TASK A :: In the article on the Irwin Mitchell Court of Protection case, what caused PW to lose capacity?
TASK B :: Continue the article on fiduciary duties in the Irwin Mitchell Court of Protection case, starting after its last sentence.

┌─ READING TEXT

“1 + 1 = 2” – Why this simple equation may have impact for fiduciaries

Does the recent case of Irwin Mitchell Trust Corporation v PW & Anor [2024] EWCOP 16 change our understanding of fiduciary duties and conflicts of interest?


The facts of the case are relatively straightforward. It concerns PW, who lost capacity as an adult due to a hospital acquired infection. She won a significant damages award in a claim against the treating healthcare trust.

As a result, Irwin Mitchell Trust Corporation (IMTC) was appointed as property and affairs deputy by the court. Shortly afterwards, IMTC appointed Irwin Mitchell Asset Management (IMAM) as investment manager for a large part of PW’s damages award. Both IMTC and IMAM were part of the same corporate structure under Irwin Mitchell Holdings Ltd.

Later, IMTC made an application to the Court of Protection to execute a statutory will for PW. As is usual, the official solicitor was appointed to act for PW. In the course of the application, the official solicitor became aware of the appointment of IMAM as investment manager and IMTC was subsequently ordered by the court to make an application to seek retrospective authority to instruct IMAM.

└─
┌─ RECORD EXCERPTS

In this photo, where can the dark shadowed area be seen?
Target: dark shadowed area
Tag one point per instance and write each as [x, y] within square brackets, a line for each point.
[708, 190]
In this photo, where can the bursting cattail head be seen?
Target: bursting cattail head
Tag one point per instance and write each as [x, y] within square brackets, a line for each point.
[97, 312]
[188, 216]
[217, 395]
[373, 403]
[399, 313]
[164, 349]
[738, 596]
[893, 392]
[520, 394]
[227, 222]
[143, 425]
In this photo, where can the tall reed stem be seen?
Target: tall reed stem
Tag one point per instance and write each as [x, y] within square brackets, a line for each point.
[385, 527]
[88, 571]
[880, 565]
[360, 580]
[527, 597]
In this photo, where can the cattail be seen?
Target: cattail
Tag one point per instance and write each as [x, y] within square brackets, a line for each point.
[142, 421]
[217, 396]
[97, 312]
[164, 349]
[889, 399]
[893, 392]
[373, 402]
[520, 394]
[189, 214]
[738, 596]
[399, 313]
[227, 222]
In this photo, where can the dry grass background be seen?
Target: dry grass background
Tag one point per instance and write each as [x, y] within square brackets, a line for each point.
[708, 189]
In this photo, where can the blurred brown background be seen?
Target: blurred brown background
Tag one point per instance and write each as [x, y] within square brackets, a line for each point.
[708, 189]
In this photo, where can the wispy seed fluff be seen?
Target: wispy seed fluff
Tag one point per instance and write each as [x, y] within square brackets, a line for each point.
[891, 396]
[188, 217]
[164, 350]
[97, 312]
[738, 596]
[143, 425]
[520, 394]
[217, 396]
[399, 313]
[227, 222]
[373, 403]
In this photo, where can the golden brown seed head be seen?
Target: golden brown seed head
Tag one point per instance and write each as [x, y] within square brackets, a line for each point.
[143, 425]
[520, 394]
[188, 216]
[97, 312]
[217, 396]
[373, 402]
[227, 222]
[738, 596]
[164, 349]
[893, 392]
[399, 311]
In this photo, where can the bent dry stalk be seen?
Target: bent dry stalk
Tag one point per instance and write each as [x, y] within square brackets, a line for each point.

└─
┌─ RECORD EXCERPTS

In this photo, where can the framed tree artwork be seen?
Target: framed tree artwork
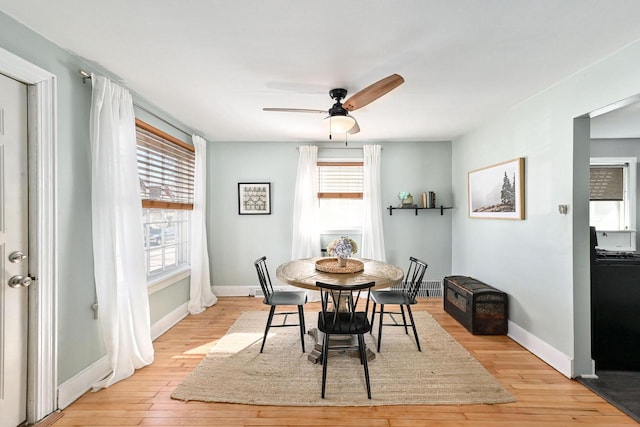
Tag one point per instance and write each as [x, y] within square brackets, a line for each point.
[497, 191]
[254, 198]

└─
┌─ RECORD EXCERPTS

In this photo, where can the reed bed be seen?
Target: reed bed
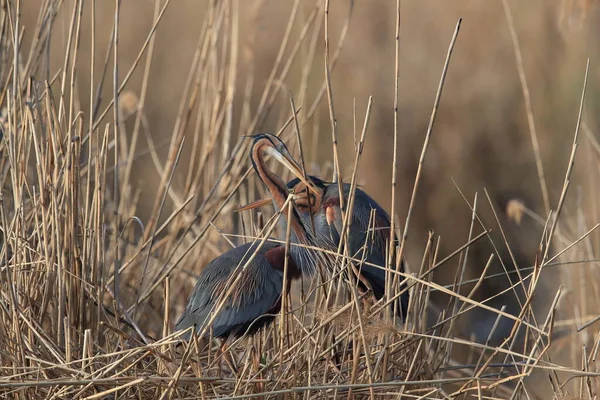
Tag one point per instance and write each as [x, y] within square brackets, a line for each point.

└─

ANSWER SECTION A :: She lost capacity as an adult due to a hospital acquired infection.

ANSWER SECTION B ::
Legal position

The relationship between a deputy and the person for whom the deputy is appointed is a fiduciary one. The courts have previously found that a fiduciary (in this case the deputy) isn't entitled to make a profit; he's not allowed to put himself in a position where his own interest and his fiduciary duty conflict. Human nature being what it is, there's a danger that a fiduciary will be swayed by interest rather than by duty.

As a consequence, transactions entered into where the fiduciary's duty conflicts with their own interests are capable of being set aside as of right by their principal, which in this case would be PW.


In this case the two questions for Her Honour Judge Hilder on hearing the case were:

  1. Would a reasonable person looking at the relevant facts and circumstances of this particular case think there was a real sensible possibility of conflict?
  2. If so, whether the court should now authorise the appointment of IMAM, with retrospective effect?

Both the official solicitor and the public guardian contended that the court should not ratify IMTC’s decision to appoint IMAM.

IMTC’s position was that there was no real sensible possibility of conflict because any potential conflict had been effectively extinguished by the procedures it adopted in appointing IMAM. This included operating a panel of investment advisers, with three or four firms on the panel being selected to take part in a "beauty parade". If a family member was involved, their opinion would be taken into account. IMAM would only be included in the beauty parade if there was no objection from the family member.  Proposals were put forward by each of the beauty parade firms, which were scored by IMTC. IMTC pointed out that only 37% of IMTC’s clients had funds invested with IMAM and 45% had funds invested with another provider. IMTC also relied on the fact it had previously received guidance from the public guardian that the beauty parade process would be enough to mitigate the risk of a conflict, which had led it to implement the policy.

The Judge was not persuaded by IMTC.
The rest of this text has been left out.